══ Excerpted text ══
A guest post by Chris Taylor
The notion of long stay travel has long evoked romantic imagery with those who haven’t experienced it. Most probably because of the freedom it grants you to travel far and wide, across an entire country or continent, without fear of being late for your flight just a few days after you arrive at your destination.
While most people have a definitive plan for their long stay trip – whether it be teaching English in a foreign country, or touring an entire continent’s major cities by car – there are some who have the rashness just to say “let’s go here, and see where we end up”.
Being loose and free are admirable qualities on such a trip – I mean, why would you want to stick to a rigid plan if you’ve got months to spare? But at times you might end up finding yourself a little lost; not knowing what your next move should be. Maybe you’ll even become apathetic – or worse yet – bored with your movements; your next plan, your next city.
So this doesn’t happen, here are a few friendly tips from a fellow traveller to help make the most of your time when on a longstay holiday or work experience trip.
Do some forward-planning
Ok. So at the very least, you’d expect to know which country you are flying into for your trip and – more than likely – which airport or country you’ll end up departing from. If you know this, then you should at least be considerate of the time it takes to travel from point A to point B at any time.
To give you an example of this, if you know that it takes three days by train to cross from your penultimate country to your final destination – and you want to spend some time in your final destination – then make sure you are there in plenty of time. Two days is a good buffer in terms of time in practically any country, should you intend on using public transport to get between countries. This will cover you in case you miss a particular bus, train or flight, in most cases.
It is possible that when you have been on longstay trips you are taken ill whilst travelling and end up in a far flung location needing medical treatment (which could be costly) or repatriation to the UK (even more costly) that you really need to have the right travel cover for these costly potential claims.
More importantly you’ll want to know which countries you anticipate visiting for the purposes of carrying the right visas and having the right immunisations. It’s not really worth “just popping over to Myanmar (Burma)”, if you haven’t been taking treatment for mosquitoes, for example, or don’t have the right credentials to be there.
Similarly, you should keep an eye on the Foreign and Commonwealth Offices (FCO) pages before and during your trip. They’re regularly updated and contain helpful advice about the risks each country carries for British tourists.
═══
══ Data shown ══
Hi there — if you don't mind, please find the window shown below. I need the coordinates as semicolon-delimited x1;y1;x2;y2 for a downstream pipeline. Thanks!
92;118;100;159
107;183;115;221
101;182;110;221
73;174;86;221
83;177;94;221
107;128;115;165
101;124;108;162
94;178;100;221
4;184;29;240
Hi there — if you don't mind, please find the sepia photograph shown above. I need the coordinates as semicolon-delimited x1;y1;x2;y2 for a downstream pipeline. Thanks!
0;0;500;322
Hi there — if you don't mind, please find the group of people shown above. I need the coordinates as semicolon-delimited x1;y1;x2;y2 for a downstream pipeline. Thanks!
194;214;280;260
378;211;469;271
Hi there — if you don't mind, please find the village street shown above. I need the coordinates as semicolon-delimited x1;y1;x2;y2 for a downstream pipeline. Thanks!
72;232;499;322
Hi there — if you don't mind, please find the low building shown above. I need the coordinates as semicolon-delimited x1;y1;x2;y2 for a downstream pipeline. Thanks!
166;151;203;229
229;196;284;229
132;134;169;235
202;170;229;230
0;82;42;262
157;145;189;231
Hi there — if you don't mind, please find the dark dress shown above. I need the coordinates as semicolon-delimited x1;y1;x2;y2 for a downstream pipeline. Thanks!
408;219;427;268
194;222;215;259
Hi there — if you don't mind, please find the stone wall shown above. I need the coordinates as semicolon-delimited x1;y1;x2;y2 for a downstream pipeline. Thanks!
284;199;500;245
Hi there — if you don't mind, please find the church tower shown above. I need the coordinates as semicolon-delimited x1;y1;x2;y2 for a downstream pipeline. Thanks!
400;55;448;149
═══
Problems to solve
1 - In the text on long stay travel, starting at "While most people" and ending at "work experience trip.", please substitute "fixed schedule" for "rigid plan".
2 - According to the guest post on long stay travel, how much buffer time is good in practically any country when using public transport between countries?
The entries play no part in this.

Answers by item number
1 -
While most people have a definitive plan for their long stay trip – whether it be teaching English in a foreign country, or touring an entire continent’s major cities by car – there are some who have the rashness just to say “let’s go here, and see where we end up”.
Being loose and free are admirable qualities on such a trip – I mean, why would you want to stick to a fixed schedule if you’ve got months to spare? But at times you might end up finding yourself a little lost; not knowing what your next move should be. Maybe you’ll even become apathetic – or worse yet – bored with your movements; your next plan, your next city.
So this doesn’t happen, here are a few friendly tips from a fellow traveller to help make the most of your time when on a longstay holiday or work experience trip.

2 - Two days.